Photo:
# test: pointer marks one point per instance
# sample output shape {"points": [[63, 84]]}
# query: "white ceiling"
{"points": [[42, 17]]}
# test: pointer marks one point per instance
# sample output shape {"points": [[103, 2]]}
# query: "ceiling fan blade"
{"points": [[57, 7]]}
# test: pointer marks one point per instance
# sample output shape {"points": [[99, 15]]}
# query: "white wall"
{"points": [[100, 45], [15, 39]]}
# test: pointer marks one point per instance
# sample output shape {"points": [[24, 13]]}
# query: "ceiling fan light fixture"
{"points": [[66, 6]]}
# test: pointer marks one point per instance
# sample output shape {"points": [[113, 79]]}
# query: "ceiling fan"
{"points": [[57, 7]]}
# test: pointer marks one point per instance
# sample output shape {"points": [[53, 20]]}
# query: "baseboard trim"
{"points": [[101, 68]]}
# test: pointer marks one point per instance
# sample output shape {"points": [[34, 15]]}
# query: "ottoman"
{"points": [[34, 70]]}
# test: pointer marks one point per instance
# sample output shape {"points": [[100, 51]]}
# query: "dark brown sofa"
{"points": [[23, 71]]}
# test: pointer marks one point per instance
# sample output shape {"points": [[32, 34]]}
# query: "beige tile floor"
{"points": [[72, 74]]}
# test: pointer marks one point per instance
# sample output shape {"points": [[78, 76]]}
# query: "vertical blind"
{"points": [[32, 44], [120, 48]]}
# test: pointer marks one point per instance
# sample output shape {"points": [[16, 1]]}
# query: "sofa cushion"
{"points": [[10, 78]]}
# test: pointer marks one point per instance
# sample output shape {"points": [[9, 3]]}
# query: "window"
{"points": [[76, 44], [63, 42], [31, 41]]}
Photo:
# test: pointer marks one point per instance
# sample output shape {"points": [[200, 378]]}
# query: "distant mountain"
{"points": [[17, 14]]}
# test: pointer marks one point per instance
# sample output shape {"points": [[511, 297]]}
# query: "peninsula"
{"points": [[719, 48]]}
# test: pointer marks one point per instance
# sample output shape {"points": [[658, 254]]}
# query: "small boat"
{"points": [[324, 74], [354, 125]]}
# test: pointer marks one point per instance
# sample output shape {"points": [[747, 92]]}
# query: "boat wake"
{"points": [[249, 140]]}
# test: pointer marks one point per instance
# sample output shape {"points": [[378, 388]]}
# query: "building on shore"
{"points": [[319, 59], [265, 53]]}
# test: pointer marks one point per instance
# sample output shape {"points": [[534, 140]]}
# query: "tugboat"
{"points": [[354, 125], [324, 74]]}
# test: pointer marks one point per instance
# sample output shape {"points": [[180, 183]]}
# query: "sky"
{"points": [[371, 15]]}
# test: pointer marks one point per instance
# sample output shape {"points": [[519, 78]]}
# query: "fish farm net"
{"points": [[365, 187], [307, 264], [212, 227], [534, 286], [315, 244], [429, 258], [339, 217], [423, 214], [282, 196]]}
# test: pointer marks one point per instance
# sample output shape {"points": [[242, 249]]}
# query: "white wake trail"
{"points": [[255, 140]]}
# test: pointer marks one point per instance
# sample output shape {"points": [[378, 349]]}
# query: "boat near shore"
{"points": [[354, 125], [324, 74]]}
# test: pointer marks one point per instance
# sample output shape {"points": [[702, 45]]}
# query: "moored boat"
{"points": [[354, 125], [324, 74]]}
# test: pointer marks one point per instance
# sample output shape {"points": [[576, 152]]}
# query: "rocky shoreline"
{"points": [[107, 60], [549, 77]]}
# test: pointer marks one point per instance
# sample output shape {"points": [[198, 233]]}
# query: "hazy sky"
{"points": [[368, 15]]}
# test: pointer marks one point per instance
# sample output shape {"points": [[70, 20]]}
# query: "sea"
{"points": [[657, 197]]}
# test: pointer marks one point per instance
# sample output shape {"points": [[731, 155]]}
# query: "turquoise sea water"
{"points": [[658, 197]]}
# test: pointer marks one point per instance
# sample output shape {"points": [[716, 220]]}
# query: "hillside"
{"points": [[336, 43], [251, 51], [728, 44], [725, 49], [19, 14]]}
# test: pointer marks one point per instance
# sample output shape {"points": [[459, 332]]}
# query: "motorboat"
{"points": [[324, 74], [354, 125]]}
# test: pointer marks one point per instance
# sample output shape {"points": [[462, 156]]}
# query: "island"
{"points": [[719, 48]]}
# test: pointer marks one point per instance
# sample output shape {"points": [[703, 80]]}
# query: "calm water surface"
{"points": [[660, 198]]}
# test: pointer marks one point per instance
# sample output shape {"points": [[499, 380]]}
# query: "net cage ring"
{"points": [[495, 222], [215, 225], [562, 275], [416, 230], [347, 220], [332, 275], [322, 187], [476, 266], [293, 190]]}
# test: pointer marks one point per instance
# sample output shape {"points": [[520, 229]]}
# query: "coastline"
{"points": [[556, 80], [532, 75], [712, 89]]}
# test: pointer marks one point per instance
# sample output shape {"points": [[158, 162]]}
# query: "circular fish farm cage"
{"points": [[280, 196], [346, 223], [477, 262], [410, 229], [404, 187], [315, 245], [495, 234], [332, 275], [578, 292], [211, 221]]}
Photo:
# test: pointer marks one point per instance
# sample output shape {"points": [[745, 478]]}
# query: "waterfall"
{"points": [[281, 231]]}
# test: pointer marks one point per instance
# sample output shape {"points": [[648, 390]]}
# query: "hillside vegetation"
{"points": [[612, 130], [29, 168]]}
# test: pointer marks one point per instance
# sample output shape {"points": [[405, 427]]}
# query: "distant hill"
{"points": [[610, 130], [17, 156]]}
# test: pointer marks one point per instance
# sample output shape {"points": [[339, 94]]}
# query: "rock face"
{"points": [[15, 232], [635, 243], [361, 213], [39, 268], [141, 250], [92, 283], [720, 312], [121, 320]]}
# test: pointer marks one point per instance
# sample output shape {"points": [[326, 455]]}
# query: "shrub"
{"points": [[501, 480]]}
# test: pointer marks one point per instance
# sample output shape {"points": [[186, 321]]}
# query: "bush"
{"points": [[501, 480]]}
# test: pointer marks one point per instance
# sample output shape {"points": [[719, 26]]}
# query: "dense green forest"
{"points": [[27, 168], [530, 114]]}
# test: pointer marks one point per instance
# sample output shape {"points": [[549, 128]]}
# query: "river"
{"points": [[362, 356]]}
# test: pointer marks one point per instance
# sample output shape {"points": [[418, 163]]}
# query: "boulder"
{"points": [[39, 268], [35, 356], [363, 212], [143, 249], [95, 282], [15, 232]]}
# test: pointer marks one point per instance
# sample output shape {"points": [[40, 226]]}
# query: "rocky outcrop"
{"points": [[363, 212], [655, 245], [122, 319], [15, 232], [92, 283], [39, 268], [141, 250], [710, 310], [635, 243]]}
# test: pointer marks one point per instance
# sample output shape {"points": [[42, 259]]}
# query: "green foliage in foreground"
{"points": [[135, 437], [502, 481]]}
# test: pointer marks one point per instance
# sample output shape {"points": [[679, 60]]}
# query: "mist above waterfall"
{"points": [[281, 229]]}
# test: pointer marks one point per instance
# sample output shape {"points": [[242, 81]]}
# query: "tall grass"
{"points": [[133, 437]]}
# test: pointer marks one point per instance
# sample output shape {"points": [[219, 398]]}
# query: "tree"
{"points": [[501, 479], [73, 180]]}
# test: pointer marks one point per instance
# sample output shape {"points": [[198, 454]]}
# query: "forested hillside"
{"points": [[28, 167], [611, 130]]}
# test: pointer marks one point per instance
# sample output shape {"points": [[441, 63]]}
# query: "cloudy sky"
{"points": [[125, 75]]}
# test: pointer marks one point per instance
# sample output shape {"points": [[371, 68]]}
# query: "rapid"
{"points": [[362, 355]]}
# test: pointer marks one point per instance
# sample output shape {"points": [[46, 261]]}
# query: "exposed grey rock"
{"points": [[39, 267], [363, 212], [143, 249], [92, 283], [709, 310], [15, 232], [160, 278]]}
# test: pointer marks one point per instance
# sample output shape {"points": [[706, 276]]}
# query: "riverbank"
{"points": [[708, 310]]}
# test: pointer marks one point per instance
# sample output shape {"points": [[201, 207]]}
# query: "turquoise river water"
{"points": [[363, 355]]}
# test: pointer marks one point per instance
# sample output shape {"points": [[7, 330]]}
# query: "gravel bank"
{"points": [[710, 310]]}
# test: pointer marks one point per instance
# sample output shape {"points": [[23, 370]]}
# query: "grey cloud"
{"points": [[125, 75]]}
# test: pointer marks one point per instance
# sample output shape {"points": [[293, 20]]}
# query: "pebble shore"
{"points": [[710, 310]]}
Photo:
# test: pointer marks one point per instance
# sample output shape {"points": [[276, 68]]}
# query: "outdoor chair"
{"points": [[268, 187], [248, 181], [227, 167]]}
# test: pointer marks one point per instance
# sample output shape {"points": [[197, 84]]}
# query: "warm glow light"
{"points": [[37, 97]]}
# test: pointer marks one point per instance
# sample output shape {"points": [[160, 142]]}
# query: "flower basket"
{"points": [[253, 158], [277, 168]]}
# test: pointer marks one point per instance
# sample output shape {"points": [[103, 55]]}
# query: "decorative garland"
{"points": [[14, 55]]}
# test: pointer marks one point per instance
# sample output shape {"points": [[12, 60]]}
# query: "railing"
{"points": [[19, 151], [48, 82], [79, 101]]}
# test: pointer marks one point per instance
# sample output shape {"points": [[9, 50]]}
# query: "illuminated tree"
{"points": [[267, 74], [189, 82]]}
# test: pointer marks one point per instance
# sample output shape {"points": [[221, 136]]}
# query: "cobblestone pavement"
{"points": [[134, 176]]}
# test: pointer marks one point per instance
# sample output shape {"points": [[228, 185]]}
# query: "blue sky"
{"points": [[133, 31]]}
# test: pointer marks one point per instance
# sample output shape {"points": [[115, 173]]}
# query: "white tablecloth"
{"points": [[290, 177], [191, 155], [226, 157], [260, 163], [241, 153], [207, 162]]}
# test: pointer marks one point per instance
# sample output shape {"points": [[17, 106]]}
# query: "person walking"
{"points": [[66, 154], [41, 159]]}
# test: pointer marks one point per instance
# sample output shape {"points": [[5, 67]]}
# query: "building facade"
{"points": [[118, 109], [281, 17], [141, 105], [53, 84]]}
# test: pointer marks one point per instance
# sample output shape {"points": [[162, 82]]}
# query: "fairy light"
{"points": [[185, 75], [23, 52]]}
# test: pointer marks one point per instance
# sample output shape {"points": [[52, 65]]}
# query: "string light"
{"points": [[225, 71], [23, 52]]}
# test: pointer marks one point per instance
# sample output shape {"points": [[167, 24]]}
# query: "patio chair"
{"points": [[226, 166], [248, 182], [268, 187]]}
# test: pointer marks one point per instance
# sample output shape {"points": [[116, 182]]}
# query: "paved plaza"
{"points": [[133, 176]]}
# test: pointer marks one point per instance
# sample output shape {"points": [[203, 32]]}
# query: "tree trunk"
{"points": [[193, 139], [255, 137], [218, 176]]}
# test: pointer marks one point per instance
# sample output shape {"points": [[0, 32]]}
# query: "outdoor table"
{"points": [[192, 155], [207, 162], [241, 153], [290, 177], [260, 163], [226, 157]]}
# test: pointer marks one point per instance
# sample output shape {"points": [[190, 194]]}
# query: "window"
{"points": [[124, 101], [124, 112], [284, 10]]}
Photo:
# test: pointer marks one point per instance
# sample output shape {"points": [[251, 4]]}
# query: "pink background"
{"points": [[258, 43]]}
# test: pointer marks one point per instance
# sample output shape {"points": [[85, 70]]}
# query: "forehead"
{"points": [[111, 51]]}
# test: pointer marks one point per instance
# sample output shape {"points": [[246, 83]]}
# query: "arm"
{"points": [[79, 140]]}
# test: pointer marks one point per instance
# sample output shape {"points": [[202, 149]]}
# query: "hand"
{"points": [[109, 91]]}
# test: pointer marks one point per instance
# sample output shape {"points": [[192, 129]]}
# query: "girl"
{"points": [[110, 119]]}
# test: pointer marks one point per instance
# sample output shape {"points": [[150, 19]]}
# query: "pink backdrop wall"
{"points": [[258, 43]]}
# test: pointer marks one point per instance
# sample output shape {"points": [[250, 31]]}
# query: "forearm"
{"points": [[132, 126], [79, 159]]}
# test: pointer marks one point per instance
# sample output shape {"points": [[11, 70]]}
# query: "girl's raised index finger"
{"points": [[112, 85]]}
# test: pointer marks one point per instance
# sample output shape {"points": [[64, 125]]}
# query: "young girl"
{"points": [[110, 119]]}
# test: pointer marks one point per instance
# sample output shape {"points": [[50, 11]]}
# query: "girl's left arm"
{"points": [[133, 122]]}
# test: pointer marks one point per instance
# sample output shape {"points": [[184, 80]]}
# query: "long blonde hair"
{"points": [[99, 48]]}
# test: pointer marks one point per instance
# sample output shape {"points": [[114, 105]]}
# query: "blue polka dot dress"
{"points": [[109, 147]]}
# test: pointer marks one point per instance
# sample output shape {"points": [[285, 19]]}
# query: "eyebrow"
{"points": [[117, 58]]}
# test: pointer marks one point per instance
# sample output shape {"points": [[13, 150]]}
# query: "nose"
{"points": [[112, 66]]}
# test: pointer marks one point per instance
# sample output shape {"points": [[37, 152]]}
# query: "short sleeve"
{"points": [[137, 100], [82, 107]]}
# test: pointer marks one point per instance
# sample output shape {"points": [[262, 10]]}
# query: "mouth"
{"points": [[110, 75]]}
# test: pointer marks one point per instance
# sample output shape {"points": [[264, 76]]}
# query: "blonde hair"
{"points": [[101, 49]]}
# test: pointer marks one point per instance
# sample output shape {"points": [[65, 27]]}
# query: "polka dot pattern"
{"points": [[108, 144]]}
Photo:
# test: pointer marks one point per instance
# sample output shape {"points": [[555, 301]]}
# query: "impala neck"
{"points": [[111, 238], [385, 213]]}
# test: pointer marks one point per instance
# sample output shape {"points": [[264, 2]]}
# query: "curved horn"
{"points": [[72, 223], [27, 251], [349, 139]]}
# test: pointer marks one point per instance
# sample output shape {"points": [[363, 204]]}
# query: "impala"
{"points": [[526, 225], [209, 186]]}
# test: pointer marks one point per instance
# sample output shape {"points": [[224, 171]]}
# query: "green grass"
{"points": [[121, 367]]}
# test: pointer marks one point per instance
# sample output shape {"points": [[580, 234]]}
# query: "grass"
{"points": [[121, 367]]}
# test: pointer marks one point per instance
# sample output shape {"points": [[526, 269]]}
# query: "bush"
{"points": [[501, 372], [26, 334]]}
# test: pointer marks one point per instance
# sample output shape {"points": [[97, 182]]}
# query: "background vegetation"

------------------------------------------------------------------------

State how many lines in the listing above contain the string "sofa". Reply with the number alone.

2